Passage provided>
═══

Prominent historians to visit Lamar

Lamar Community College and the Lamar Public Library have partnered to bring two prominent historians to Lamar: Dr. Kristina Shull and Dr. David Wight.

Dr. Shull and Dr. Wight will visit Lamar on Tuesday, January 3, to give two presentations.  The first, entitled “The World of Academic Publishing,” will take place in the LCC Library at 2:00pm.  Then, at 7:00pm that evening at the Lamar Public Library, the two will discuss “A Historical Look at US Foreign Relations.”

The afternoon presentation on publishing will help to answer the question, “how do we determine which published sources can be trusted for accuracy?” The evening session will focus on two important topics in US Foreign Relations: Immigration and Middle Eastern Oil.

These presentations are open to the public and all are invited to attend.  Refreshments will be served.

“We are very excited to have such accomplished historians visit Lamar,” comments Dr. Stagner, Dean of Academic Services at LCC and one of the event organizers.

Kristina Shull, M.A., Ph.D. is a 2016 Soros Justice Fellow and a Lecturer in US and World History at the University of California, Irvine.  Her course topics at UCI include race and mass incarceration, foreign relations, Cold War culture, climate change, and migration.

═══

Excerpted records>
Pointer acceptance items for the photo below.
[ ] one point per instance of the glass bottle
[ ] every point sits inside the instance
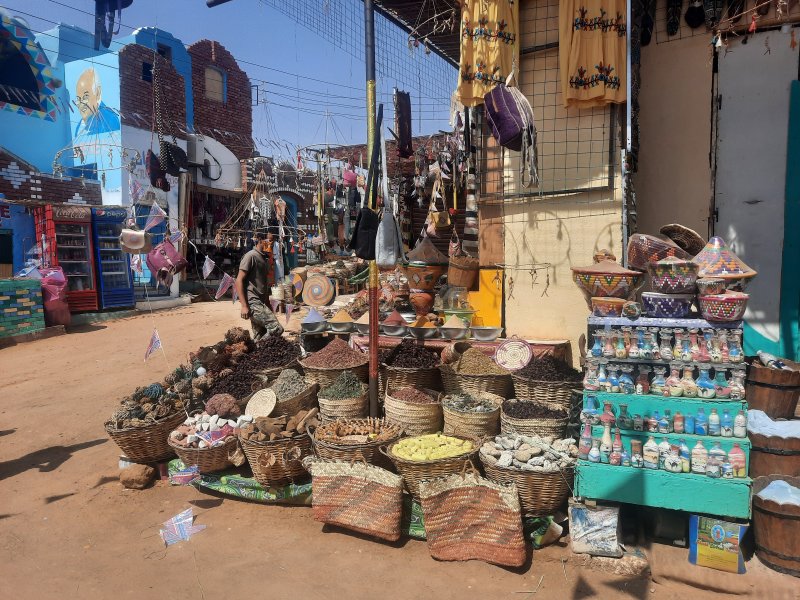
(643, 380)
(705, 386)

═══

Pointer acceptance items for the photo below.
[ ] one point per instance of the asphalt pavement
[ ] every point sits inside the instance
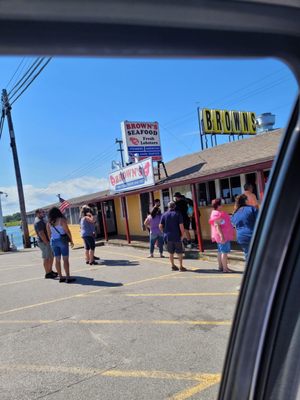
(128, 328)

═══

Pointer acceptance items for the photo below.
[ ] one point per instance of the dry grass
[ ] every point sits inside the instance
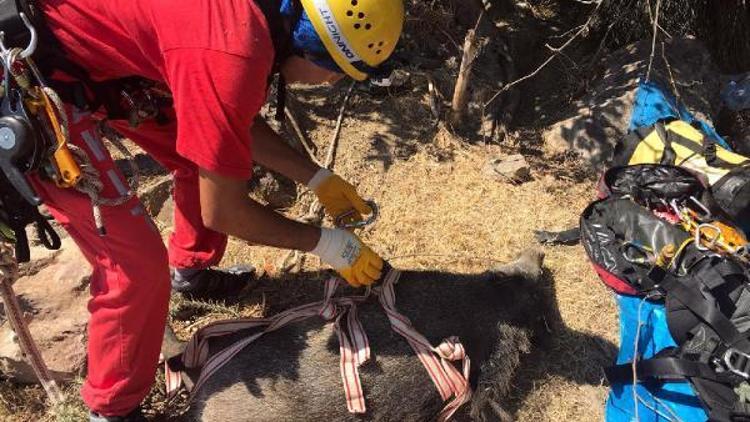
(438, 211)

═══

Task objective>
According to the announcement of the historians' visit to Lamar, what two topics will the evening session on US Foreign Relations focus on?

Completed task>
Immigration and Middle Eastern Oil.